== LISTADO PROPORCIONADO ==

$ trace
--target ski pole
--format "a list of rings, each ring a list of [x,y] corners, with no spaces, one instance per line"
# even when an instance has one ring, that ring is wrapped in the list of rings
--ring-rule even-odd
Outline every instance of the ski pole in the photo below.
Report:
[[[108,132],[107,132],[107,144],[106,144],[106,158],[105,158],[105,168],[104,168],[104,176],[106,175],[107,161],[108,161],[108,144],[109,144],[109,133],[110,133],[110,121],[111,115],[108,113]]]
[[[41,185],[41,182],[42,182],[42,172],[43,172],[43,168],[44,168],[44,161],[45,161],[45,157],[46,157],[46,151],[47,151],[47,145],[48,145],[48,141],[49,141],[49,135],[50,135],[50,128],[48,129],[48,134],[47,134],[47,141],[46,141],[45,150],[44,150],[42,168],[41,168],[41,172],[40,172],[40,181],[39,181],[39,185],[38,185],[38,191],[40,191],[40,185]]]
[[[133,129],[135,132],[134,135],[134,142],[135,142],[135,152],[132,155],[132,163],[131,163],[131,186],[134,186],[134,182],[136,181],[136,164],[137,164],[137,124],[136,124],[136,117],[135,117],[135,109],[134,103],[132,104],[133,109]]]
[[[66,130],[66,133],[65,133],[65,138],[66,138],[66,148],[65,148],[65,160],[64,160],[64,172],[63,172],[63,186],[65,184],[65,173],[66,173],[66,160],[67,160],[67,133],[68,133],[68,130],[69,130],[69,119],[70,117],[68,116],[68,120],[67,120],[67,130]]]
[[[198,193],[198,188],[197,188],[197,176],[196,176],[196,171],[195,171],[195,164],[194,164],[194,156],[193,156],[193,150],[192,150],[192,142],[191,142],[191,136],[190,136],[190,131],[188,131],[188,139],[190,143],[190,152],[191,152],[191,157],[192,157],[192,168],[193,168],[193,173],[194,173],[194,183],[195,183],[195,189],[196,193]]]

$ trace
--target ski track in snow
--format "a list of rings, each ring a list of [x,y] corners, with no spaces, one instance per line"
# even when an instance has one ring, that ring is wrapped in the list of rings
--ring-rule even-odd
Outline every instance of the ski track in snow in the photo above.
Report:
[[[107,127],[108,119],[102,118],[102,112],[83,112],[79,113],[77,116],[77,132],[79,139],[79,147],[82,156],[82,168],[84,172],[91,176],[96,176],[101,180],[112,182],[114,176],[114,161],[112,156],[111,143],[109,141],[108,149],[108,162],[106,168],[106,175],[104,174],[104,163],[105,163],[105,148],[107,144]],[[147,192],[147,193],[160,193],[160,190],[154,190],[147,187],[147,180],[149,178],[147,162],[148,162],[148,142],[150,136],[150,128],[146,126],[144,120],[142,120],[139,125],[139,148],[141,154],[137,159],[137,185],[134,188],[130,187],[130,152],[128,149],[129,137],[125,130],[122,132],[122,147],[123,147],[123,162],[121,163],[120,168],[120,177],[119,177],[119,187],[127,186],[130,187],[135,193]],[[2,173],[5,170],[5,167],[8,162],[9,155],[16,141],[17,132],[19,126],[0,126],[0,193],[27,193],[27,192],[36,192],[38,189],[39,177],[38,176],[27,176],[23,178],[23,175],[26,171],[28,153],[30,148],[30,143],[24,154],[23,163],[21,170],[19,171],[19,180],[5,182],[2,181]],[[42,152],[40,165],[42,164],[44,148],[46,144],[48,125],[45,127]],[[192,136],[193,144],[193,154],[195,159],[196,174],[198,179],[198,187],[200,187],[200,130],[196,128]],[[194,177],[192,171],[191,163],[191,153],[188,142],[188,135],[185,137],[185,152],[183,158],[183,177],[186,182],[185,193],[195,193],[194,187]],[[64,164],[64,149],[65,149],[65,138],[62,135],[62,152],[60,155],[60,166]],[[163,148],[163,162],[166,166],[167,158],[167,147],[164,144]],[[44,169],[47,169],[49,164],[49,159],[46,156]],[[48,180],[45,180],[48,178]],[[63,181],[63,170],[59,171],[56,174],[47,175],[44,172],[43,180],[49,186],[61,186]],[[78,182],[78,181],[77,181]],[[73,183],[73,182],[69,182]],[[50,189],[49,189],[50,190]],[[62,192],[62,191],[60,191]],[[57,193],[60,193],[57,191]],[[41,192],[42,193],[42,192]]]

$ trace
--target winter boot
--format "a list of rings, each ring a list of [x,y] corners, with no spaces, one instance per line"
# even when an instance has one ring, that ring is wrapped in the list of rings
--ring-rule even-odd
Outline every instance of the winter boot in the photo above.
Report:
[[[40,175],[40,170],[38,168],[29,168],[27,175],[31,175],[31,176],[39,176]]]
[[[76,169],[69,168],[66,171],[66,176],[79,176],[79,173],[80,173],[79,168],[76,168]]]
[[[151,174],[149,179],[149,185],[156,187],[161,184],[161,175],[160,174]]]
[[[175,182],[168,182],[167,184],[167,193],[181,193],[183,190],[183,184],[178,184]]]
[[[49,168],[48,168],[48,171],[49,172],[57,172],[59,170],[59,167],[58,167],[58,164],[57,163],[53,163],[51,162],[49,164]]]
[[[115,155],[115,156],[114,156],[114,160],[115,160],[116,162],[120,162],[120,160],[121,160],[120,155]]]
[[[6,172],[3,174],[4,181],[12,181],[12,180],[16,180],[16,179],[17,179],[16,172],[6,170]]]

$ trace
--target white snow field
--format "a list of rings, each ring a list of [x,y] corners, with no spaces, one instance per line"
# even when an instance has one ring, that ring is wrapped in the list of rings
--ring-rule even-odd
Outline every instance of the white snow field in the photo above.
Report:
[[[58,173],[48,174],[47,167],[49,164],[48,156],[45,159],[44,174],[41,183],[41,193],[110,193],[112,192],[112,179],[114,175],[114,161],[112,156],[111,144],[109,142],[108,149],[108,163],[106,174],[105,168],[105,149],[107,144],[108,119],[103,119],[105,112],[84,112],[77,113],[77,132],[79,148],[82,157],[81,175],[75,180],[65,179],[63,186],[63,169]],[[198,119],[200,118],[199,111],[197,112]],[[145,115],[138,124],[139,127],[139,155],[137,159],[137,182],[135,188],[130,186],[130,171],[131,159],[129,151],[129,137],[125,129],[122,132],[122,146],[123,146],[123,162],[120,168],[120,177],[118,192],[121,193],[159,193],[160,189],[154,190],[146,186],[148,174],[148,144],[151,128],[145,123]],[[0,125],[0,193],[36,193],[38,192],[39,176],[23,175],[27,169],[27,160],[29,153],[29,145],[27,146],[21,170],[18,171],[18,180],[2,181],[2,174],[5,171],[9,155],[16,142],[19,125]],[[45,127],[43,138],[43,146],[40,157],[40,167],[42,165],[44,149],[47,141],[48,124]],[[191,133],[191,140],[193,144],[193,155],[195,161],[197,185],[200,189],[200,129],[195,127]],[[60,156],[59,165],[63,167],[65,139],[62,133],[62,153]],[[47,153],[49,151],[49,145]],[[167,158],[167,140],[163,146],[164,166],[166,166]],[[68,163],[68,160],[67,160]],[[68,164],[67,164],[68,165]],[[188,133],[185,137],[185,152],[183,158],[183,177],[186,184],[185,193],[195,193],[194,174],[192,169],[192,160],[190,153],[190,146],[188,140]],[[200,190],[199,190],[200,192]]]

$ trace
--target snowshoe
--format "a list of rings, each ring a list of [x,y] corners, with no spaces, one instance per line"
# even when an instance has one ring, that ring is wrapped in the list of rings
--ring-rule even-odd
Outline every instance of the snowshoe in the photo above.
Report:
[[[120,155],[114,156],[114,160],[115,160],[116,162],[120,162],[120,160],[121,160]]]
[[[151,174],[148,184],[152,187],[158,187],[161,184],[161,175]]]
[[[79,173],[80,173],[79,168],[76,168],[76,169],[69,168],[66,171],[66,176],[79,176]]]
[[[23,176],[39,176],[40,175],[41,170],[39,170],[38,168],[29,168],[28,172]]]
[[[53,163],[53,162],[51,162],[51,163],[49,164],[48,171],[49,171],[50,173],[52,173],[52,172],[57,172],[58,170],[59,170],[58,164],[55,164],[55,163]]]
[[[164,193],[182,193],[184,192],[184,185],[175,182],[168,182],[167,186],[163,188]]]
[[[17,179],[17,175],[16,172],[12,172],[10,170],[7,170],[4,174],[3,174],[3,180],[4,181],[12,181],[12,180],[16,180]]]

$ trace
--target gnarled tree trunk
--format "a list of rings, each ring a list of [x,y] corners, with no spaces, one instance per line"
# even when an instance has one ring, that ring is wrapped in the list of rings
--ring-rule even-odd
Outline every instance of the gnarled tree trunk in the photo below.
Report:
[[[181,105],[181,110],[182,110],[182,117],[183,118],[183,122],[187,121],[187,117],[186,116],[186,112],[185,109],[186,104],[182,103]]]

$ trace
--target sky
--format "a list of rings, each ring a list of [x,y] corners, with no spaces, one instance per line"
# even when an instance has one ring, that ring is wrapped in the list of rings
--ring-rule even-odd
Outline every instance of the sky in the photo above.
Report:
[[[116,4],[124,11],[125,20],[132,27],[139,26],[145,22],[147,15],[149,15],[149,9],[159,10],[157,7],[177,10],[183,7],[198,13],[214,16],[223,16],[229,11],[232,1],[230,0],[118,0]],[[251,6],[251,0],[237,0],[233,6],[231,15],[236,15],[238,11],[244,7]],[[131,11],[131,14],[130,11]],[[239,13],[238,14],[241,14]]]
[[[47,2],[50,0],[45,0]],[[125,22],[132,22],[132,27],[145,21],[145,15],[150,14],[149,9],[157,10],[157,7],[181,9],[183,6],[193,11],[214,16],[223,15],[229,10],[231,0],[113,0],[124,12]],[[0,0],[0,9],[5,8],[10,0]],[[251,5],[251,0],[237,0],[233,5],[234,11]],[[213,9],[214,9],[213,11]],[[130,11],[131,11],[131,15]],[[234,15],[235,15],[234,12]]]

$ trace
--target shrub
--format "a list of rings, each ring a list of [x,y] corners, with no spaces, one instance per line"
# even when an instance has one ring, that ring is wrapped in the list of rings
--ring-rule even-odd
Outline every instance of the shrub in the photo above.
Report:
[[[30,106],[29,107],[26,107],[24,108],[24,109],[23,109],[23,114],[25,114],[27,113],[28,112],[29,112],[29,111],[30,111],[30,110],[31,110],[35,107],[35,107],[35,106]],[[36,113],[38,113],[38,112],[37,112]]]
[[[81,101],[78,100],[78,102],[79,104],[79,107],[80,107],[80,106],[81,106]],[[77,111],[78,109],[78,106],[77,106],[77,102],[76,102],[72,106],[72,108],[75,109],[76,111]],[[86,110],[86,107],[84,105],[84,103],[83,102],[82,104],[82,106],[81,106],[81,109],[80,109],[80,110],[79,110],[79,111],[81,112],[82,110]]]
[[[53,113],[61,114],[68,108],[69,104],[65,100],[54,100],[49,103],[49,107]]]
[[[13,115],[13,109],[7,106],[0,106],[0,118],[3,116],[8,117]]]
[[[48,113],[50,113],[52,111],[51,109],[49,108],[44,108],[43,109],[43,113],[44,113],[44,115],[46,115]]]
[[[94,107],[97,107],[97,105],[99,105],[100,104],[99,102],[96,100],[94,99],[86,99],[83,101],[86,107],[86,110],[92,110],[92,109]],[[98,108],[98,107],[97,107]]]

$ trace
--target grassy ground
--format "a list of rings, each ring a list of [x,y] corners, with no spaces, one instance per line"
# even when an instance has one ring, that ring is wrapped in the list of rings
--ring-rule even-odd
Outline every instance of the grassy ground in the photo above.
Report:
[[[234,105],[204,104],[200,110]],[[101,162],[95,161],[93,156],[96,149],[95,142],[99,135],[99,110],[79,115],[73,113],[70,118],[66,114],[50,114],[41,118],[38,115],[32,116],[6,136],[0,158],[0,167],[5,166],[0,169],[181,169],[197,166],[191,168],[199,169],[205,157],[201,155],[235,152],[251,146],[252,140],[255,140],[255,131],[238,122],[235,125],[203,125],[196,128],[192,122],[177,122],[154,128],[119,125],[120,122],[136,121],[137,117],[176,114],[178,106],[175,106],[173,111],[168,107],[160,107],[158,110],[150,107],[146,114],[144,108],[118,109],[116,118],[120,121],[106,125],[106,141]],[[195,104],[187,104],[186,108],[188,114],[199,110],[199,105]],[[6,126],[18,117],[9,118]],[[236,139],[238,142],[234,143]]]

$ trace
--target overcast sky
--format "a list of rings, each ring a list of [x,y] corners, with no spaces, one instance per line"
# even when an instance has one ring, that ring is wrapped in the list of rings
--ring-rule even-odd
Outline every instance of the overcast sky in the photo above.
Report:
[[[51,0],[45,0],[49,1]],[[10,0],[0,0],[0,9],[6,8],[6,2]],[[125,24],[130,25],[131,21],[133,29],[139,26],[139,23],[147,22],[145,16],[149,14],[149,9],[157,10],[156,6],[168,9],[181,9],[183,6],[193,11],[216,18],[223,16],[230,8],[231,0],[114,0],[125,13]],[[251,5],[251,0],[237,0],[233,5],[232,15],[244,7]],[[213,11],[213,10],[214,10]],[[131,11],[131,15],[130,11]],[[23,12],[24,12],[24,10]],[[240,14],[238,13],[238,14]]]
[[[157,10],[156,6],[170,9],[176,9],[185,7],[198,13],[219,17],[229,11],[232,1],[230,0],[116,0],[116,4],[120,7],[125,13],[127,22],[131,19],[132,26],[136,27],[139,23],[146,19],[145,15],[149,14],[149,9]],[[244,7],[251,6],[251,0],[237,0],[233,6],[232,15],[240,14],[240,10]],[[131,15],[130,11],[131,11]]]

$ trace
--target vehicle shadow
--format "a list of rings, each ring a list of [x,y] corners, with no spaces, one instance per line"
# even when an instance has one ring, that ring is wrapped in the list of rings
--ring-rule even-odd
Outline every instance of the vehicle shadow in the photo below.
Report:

===

> [OBJETIVO DE LA TAREA]:
Reporta, copiándolas completas, todas las líneas del listado de arriba que contienen la palabra "gnarled".

> [EN RESPUESTA]:
--target gnarled tree trunk
Outline every instance of the gnarled tree trunk in the photo below.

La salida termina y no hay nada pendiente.